• **WORK TASK**: Only lines containing "white" belong in the answer, each copied from the entries below.

• **RECORDS FOR THE EXERCISE**:
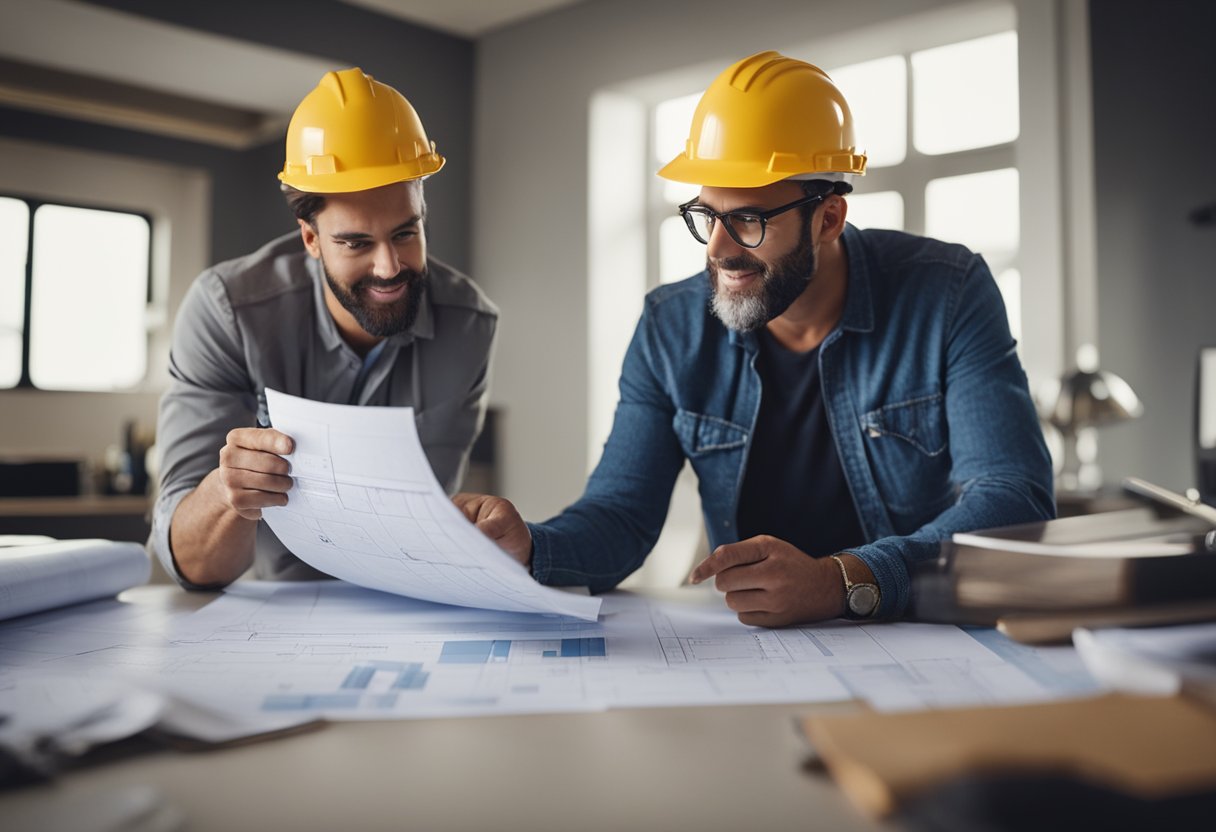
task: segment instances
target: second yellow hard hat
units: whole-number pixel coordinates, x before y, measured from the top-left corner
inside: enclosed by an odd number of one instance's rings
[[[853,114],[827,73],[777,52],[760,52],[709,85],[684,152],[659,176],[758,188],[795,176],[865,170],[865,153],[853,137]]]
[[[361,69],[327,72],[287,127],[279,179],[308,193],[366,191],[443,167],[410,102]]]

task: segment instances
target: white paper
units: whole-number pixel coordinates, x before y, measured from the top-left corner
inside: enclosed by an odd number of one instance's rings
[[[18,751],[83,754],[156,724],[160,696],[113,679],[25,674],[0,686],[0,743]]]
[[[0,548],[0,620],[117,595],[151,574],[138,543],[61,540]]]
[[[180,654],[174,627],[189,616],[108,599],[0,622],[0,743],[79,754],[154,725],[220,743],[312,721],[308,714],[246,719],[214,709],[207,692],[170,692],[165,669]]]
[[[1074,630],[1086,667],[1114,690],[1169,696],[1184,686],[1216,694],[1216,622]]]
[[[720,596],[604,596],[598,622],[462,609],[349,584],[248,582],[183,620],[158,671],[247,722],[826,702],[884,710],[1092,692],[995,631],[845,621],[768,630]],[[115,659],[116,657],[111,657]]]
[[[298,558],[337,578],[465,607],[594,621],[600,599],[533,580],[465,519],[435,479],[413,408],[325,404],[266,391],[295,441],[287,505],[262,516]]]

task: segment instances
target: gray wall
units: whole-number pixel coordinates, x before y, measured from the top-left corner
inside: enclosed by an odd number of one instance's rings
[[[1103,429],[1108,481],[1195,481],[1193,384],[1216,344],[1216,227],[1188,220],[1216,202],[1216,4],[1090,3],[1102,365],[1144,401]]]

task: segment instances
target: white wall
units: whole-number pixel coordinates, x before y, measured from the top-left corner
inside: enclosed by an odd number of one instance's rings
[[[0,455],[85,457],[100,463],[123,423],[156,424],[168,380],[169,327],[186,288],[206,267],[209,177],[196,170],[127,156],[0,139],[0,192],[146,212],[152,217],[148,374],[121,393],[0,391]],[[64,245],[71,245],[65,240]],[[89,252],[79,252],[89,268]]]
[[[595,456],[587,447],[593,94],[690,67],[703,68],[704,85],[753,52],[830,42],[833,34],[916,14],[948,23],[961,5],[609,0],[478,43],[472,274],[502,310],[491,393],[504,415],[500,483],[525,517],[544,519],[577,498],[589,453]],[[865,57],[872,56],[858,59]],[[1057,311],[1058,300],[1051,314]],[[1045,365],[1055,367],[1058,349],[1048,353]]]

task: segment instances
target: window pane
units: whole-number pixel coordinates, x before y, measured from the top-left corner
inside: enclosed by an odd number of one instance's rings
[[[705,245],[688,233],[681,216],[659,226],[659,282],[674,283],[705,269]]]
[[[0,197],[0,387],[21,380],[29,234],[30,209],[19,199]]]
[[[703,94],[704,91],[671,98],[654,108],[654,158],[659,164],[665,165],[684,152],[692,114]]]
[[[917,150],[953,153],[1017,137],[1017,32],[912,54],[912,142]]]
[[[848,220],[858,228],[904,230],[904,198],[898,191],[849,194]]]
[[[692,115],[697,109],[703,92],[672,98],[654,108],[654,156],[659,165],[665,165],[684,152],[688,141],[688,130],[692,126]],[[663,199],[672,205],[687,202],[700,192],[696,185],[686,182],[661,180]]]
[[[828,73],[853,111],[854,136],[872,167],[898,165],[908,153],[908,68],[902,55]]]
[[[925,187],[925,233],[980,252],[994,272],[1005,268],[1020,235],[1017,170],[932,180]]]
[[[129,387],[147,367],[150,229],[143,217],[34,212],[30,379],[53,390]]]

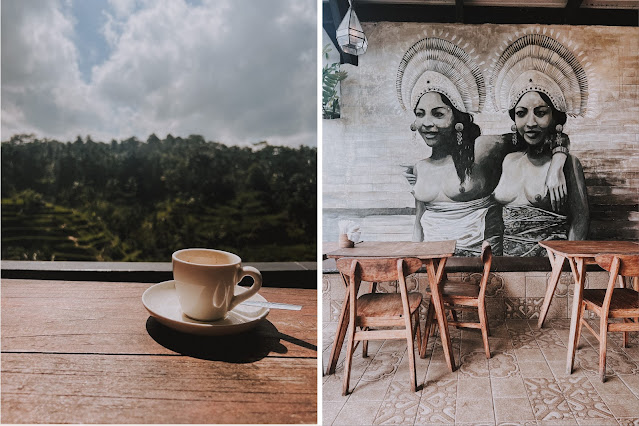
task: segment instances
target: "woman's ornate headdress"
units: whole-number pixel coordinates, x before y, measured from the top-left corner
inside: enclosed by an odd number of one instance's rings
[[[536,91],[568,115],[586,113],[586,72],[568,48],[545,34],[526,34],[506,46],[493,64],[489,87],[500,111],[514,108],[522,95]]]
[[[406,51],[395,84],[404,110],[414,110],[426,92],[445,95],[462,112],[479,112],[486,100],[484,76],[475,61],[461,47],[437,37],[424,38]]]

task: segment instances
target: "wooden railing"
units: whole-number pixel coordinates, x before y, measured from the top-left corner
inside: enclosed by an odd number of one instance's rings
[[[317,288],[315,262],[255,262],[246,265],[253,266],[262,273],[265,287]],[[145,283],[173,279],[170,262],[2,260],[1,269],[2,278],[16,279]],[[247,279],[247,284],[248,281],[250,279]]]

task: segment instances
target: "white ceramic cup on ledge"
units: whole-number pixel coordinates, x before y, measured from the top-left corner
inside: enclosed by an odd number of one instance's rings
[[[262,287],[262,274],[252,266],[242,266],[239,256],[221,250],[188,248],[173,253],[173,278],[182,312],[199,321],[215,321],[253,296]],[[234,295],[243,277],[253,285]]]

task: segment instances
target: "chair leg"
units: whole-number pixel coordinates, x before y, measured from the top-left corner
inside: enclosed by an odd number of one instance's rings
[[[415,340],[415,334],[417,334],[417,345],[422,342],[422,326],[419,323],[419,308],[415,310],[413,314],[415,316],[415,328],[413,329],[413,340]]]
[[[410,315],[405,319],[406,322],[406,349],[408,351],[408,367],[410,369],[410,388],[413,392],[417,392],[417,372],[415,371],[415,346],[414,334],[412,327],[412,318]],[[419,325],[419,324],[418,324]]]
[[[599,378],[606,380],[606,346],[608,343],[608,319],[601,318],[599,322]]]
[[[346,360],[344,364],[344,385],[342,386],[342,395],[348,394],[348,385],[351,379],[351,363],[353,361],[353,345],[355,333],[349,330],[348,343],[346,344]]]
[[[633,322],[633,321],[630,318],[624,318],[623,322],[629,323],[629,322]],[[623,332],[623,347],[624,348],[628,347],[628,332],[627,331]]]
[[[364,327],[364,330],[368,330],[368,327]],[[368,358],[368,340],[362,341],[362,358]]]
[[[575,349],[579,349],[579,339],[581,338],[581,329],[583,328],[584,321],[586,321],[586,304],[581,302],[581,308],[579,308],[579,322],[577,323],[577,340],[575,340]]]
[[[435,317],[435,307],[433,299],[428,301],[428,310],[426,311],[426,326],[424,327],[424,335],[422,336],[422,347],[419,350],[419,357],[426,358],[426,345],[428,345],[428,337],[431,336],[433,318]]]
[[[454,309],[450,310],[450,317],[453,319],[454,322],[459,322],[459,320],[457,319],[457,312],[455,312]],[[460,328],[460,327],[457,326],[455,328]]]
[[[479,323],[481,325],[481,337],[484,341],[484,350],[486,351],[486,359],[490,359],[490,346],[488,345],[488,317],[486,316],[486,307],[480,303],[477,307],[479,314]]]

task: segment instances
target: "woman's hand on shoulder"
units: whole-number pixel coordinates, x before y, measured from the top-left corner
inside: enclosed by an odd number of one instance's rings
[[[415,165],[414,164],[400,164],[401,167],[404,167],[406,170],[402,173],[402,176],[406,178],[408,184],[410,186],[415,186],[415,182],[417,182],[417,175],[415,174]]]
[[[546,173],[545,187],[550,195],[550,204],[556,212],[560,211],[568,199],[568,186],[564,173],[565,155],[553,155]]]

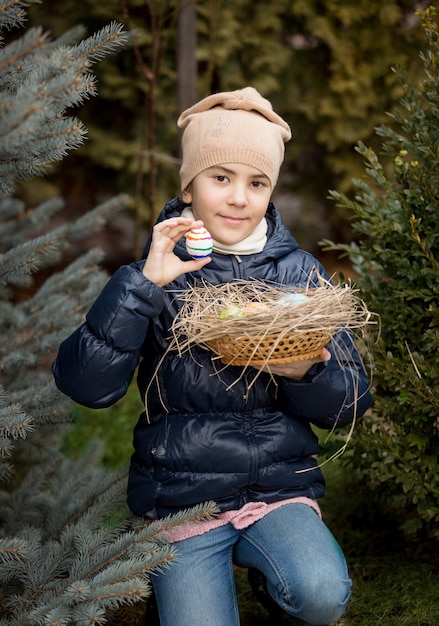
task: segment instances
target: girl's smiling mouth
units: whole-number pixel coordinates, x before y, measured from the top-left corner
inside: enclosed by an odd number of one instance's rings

• **RESPONSE BELOW**:
target: white paper
target: white wall
target: "white ceramic cup on ledge"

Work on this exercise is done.